## [TASKS]
[A] Decide whether each statement below agrees with the account of Aimee's later years. Answer yes or no for each, and quote the words of the text that settle it.
(i) Aimee fired her daughter Roberta from the board of directors in 1936.
(ii) Rolf McPherson drives an expensive car.
(iii) The Bible college has seven hundred and fifty students.
[B] Copy the stretch of the account of Aimee's later years from "Later she fled" through "of unsound mind.", swapping "lawsuits" for "court cases".
[C] List every person the account of Aimee's later years names.

## [SOURCE EXTRACT]

Segment Open

On her return to Los Angeles from the Holy Land at forty it seemed for a moment she was going to make a comeback. Twenty-five thousand Templites scattered roses in her path. Ma Kennedy tipped off reporters that Aimee had had her face lifted and hinted that soon she would “tell all about the kidnaping incident.”

Then Aimee met Dave Hutton, a vaudeville artist. He weighed two hundred and forty pounds, a roly-poly man with cherubic cheeks. “Every woman wants a mate,” said Aimee, and married him. They went off to honeymoon in her exotic Moorish Castle, a fourteen-room Christmas cake of a place decorated in gold-andsilver leaf. Two days later Hutton was sued for breach of promise by another woman. He went to the hearing without telling Aimee his mission. When he returned that evening he was angrily shouting: “Five thousand dollars!”

Aimee learned this was what he had to pay in heart balm. She fainted and fractured her skull on the steps of the castle piazza.

Later she fled to London again. Hutton wired from Los Angeles: “Don’t hurry home, baby. Daddy wants a well woman.” But Daddy never saw her again. A year later Hutton got a divorce from her and, supported by the blaze of publicity, set off on a vaudeville tour.

Aimee was now involved in a maze of lawsuits. She faced twenty-five actions in the Los Angeles courts for unpaid bills, broken contracts, overdue promissory notes and a dozen other defaults. Several plaintiffs managed to set aside bequests made to Aimee by deceased relatives, claiming the wills were drawn up when the testators were of unsound mind.

In 1936 Aimee fired her daughter Roberta—who had married in 1930 and given up her duties—from the board of directors. Ma Kennedy plunged into print with the charge: “Aimee has done the same to Roberta as she did to me. Ever since Aimee left home at the age of seventeen she has never been able to keep anybody close to her.”

But Ma was overlooking Aimee’s son, Rolf McPherson. He remained loyal to his mother throughout. Today,

at thirty-seven, he is father of two children and president of the Echo Park Evangelical Association. He preaches with much less flamboyance than his mother. He lives in a modest two-bedroom home, drives a low-priced car, and is generally well liked. His only sign of ostentation is a seagoing schooner. The Temple has forty-five hundred active members and fourteen thousand five hundred inactive—or radio—members. Five services are still held daily with peak attendance of six thousand on Sundays. There is a Bible college with seven hundred and fifty students. Branch churches in fifteen different countries keep more than four hundred missionaries busy. The association owns real estate valued at nine million dollars.

Segment Closed

## [GIVEN ENTRIES]

Segment Open

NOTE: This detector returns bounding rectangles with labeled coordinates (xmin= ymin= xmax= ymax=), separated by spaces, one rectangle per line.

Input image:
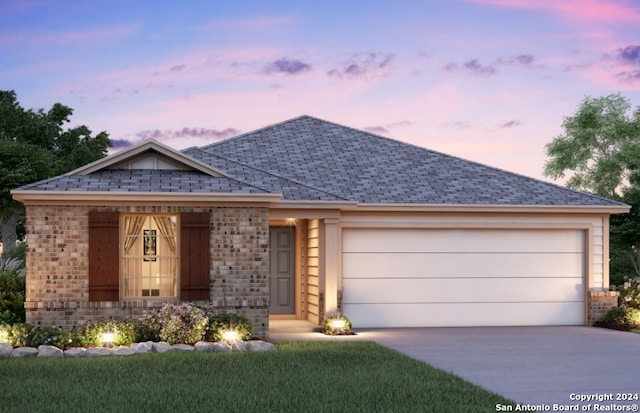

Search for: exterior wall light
xmin=322 ymin=314 xmax=355 ymax=336
xmin=102 ymin=330 xmax=115 ymax=348
xmin=222 ymin=330 xmax=238 ymax=342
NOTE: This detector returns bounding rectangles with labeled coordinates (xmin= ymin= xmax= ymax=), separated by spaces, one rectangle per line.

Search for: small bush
xmin=322 ymin=314 xmax=355 ymax=336
xmin=67 ymin=319 xmax=138 ymax=347
xmin=138 ymin=303 xmax=209 ymax=344
xmin=602 ymin=307 xmax=640 ymax=326
xmin=0 ymin=268 xmax=25 ymax=324
xmin=616 ymin=277 xmax=640 ymax=309
xmin=205 ymin=313 xmax=253 ymax=341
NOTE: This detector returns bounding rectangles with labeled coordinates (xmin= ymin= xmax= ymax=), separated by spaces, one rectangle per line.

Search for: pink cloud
xmin=470 ymin=0 xmax=640 ymax=22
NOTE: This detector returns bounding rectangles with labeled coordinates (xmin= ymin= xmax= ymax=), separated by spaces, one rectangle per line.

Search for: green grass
xmin=0 ymin=342 xmax=513 ymax=413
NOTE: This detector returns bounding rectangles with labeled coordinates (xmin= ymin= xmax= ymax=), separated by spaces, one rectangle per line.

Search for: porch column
xmin=320 ymin=218 xmax=341 ymax=314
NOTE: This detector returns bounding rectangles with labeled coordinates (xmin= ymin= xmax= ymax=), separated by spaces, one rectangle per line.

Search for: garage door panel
xmin=343 ymin=277 xmax=584 ymax=306
xmin=342 ymin=228 xmax=587 ymax=327
xmin=345 ymin=302 xmax=584 ymax=328
xmin=343 ymin=229 xmax=584 ymax=253
xmin=342 ymin=253 xmax=584 ymax=278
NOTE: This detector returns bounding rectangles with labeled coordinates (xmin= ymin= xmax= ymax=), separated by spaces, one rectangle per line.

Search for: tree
xmin=0 ymin=91 xmax=111 ymax=251
xmin=544 ymin=94 xmax=640 ymax=285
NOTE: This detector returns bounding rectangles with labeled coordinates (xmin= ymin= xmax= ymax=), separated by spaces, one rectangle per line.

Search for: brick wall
xmin=587 ymin=291 xmax=620 ymax=325
xmin=25 ymin=206 xmax=269 ymax=339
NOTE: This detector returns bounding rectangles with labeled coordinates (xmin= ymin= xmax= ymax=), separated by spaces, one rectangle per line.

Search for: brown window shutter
xmin=180 ymin=212 xmax=211 ymax=301
xmin=89 ymin=211 xmax=120 ymax=301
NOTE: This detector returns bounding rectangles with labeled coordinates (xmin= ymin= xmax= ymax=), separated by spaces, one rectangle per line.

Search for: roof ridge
xmin=302 ymin=115 xmax=625 ymax=205
xmin=185 ymin=145 xmax=349 ymax=201
xmin=199 ymin=115 xmax=312 ymax=150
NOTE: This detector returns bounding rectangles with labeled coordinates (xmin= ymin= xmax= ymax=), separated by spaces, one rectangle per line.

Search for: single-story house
xmin=12 ymin=116 xmax=629 ymax=338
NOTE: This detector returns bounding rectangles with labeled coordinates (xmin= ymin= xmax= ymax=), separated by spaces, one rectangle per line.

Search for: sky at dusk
xmin=0 ymin=0 xmax=640 ymax=178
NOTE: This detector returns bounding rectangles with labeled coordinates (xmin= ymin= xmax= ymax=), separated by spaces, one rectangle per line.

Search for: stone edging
xmin=0 ymin=340 xmax=276 ymax=357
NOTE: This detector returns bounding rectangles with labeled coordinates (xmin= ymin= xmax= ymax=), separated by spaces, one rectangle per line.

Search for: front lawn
xmin=0 ymin=342 xmax=512 ymax=413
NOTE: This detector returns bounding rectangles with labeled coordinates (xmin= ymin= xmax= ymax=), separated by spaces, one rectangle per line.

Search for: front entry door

Segment Closed

## [ANSWERS TO THE TASKS]
[A]
(i) Yes: "In 1936 Aimee fired her daughter Roberta"
(ii) No: "drives a low-priced car"
(iii) Yes: "There is a Bible college with seven hundred and fifty students."

[B]
Later she fled to London again. Hutton wired from Los Angeles: “Don’t hurry home, baby. Daddy wants a well woman.” But Daddy never saw her again. A year later Hutton got a divorce from her and, supported by the blaze of publicity, set off on a vaudeville tour.

Aimee was now involved in a maze of court cases. She faced twenty-five actions in the Los Angeles courts for unpaid bills, broken contracts, overdue promissory notes and a dozen other defaults. Several plaintiffs managed to set aside bequests made to Aimee by deceased relatives, claiming the wills were drawn up when the testators were of unsound mind.

[C] Aimee, Ma Kennedy, Dave Hutton, Roberta, Rolf McPherson